--- Stated task 1 ---
Pick out every line of the entries below that contains the string "wall", and copy each line. Case counts.
— Start Source passage —
He managed to persuade his friend to put up the money for the venture.

To erect.

They put up a monument to the firefighters who lost their lives.

To nominate.

The party is putting up six female candidates in the general election.

To place something prominently so that it may readily be seen.

Election posters were put up all over the city.

To make payment for the release of an accused person.

A wealthy uncle has put up bail for him.

To stay somewhere.

We lost our way and had to put up at a cave for the night.

put up to

To encourage someone to act in a wrong way.

He has been playing truant from school lately, and we think someone must have put him up to it.

put up with

To be subjected to a bad or unpleasant situation that is continuing for a long time.

He is not going to put up with his nagging wife any longer.






Phrasal Verb


Example Sentence

read into

To assign a meaning to someone’s words that they just don’t have.

You are reading too much into her remarks; she probably didn’t mean it.

read out

To read aloud.

He read out a list of names of those who died in the disaster.
— End Source passage —
— Start Task data —
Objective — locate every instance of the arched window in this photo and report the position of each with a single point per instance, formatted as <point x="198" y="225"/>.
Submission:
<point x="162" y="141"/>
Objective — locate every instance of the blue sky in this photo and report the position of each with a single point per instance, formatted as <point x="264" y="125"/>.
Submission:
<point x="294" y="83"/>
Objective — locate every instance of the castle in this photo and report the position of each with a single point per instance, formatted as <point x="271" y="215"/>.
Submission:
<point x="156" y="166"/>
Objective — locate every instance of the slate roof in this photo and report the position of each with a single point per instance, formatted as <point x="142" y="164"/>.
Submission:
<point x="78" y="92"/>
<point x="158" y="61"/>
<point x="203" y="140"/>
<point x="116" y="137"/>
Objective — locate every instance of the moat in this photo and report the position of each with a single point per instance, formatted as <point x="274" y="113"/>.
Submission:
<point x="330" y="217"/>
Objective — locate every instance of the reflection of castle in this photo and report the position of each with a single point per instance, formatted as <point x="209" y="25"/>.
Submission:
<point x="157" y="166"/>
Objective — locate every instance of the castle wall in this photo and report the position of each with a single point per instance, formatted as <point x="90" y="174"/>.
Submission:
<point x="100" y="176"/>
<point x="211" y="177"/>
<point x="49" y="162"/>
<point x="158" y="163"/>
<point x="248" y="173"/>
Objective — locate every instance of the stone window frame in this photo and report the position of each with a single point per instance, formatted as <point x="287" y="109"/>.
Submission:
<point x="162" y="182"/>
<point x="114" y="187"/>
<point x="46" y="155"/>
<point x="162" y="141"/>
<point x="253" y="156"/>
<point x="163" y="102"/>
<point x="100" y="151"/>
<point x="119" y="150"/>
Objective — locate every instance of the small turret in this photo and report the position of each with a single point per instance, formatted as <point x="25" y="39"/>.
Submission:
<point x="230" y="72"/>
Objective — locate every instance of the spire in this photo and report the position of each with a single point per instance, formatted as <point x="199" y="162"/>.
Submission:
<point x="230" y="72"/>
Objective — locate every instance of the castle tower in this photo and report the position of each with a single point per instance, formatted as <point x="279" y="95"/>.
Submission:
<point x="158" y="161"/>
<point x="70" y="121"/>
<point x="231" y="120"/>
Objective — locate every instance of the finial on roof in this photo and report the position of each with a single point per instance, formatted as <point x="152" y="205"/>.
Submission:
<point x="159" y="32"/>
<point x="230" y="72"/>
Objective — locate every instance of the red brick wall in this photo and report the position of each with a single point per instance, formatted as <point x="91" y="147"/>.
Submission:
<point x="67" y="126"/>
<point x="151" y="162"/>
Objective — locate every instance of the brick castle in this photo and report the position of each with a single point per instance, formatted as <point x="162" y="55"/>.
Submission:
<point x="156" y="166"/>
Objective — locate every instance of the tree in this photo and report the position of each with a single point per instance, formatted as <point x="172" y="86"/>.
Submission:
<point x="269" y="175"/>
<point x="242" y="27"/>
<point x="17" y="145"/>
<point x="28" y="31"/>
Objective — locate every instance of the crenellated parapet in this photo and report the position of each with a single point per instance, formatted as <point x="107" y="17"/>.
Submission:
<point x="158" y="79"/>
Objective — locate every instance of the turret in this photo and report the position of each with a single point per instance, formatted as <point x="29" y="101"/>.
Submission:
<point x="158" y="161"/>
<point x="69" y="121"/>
— End Task data —
--- Stated task 2 ---
Proceed with the phrasal verb list, picking up right after its last line.

--- Right answer 1 ---
Objective — locate every instance of the castle wall in this photo and report the position of each with a single point per instance, formatted as <point x="90" y="174"/>.
Objective — locate every instance of the red brick wall in this photo and report the position of each with a single point per instance, formatted as <point x="91" y="147"/>.

--- Right answer 2 ---
read through/over

To read from beginning to end.

I read through the passage for him and discovered some mistakes.

read up

To find out information by reading.

Let’s read up on the plumbing in the manual before we do anything.

reason with

To urge or persuade by giving good reasons.

I tried for days to reason with her but she wouldn’t listen.

reckon in

To include something in a calculation.

If you reckon in the prohibitive cost of repairs, it seems worthwhile to buy a new one.

reckon on

To expect.

We didn’t reckon on hiring more staff.

reckon with

To have someone powerful or something difficult to deal with.

He made a report against them, and now they have the police to reckon with.

To fail to take into account.

They reckoned without the problem of lack of funds.

relate to

To understand and share the feelings of another person.

He is unable to relate to older people.

To have a friendly relationship with someone.

He doesn’t relate well to his peers.

rely on/upon

To depend on.

This landlocked country has to rely on its eastern neighbor for its import and export.

To trust someone

You can safely rely on his judgment.

remark on

To pass comment.

Her friends at the party remarked on her outfit.

remind of

To make someone remember someone else.

The song reminds him of his mates in his prison days.

To make someone remember something.

How often do you look at your watch to remind you of the time?

report back

To bring or send back an account of something, as a journalist or reporter does.

He reported back that the violence had escalated.

report to

To be responsible to someone at the workplace.

We were told to report to the new manager tomorrow.

rest on

To depend.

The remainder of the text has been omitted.